* **Dati mostrati**:
* * *

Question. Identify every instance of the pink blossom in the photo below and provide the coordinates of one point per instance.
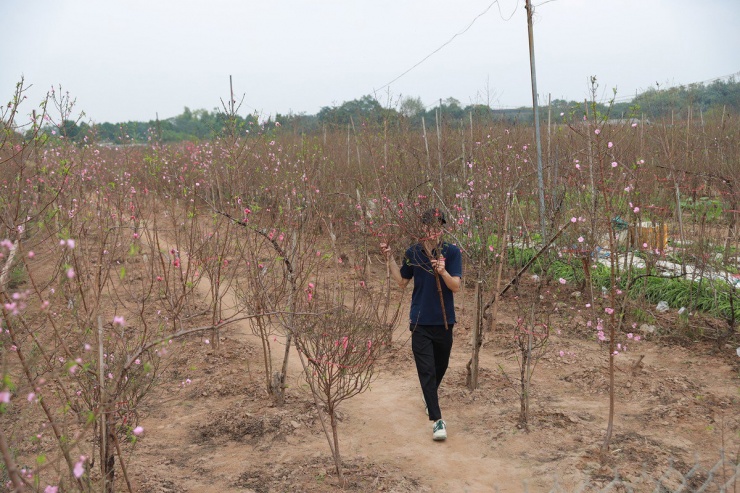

* * *

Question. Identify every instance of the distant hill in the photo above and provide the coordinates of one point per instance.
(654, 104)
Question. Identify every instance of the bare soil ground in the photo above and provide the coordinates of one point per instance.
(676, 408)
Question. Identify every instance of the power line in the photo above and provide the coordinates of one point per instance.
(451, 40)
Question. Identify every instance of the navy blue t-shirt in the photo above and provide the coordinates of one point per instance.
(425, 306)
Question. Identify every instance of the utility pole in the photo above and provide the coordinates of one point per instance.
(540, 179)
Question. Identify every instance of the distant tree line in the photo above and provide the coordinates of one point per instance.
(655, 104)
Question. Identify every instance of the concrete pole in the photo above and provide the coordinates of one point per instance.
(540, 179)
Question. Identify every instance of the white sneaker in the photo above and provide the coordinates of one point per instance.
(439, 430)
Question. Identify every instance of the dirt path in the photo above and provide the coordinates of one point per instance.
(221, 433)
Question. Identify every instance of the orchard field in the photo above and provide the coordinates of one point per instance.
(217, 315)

* * *

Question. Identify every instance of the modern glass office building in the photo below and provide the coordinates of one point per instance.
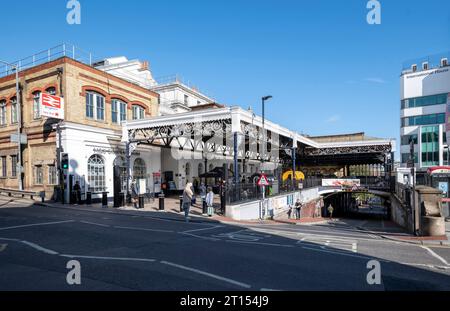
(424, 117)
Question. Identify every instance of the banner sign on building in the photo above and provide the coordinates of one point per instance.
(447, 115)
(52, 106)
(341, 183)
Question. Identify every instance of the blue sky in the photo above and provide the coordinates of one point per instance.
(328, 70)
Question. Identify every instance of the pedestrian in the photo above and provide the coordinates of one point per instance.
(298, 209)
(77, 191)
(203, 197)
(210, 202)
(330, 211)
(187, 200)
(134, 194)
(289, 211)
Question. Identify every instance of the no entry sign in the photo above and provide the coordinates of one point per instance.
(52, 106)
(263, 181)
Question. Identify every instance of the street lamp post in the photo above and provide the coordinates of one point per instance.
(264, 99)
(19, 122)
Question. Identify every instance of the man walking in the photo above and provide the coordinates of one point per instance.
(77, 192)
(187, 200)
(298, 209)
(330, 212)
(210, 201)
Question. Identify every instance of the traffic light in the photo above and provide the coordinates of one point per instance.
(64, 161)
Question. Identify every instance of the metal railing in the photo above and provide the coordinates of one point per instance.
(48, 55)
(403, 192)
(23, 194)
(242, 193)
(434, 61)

* * *

* **Il compito**: Trova nei dati qui sopra ogni riga che contiene la parola "line" e ricopiala.

* **La risposta**:
Question. Identify every instance of the power line in the photo above and provide the coordinates of one point per instance.
Question. Identify every instance of the distant tree line in the photo above and provide the coordinates of one point per instance.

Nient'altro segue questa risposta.